[AUSGANGSTEXT]
Dann gibts den Banausen. Er ist wahrscheinlich nur aus Gefallen oder um zu gefallen überhaupt mitgekommen, sieht unter Umständen das erste Mal ein Museum von innen und ist vor allem unsicher. Deshalb gibt er dauernd infantile Kommentare von sich, die er witzig findet. Nach zwei Sälen kippt das Ganze in eine Art Ohnmacht, da er erst jetzt realisiert, dass eine Sonderschau auch locker über acht Säle füllen kann. Dann hört man nichts mehr, jedoch zieht der Banause jetzt ein Schnute und steht schon in der nächsten Tür, bevor ich vor dem zweiten Bild stehe.

[BEREITGESTELLTE DATEN]
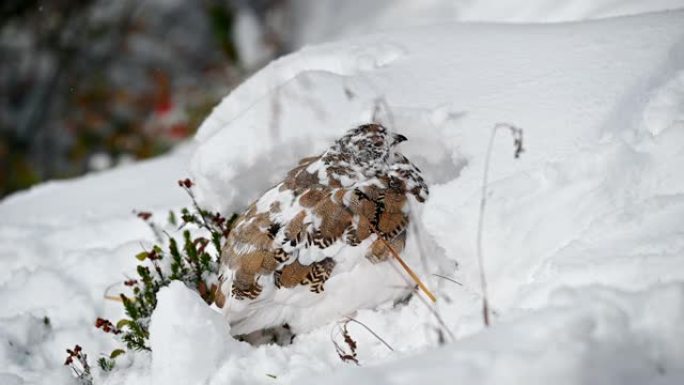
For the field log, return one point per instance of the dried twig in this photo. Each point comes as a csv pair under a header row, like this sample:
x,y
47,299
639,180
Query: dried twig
x,y
351,344
517,134
448,279
409,271
371,332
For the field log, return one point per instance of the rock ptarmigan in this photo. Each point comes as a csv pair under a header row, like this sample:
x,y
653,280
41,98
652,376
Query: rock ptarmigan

[AUFGABE] Führe den Text über die Typen von Museumsbesuchern nach seinem letzten Satz weiter.

[ANTWORT]
Zu guter letzt gibts den Bestätiger. Er bewundert deine Kultiviertheit, versteht aber nichts von Kunst und will dich eigentlich nur ins Bett kriegen. Deshalb bleibt er mit dir vor den Bildern stehen, die du magst, bestätigt dich in deiner Wahl, lobt deinen guten Geschmack und fragt ein, zwei schierig-einfühlsame Fragen. Er will deine Psyche über die Kunst ergründen, um über die Erkenntnisse deinen Frontallappen und dann deinen Unterleib zu knacken. Aber sein grenzenloses Geschleime verdirbt dir den ganzen Tag.
Am liebsten ist mir da der komplett Desinteressierte. Ihn triffst du nach einem tollen einsamen Museumsbesuch abends in einer Bar.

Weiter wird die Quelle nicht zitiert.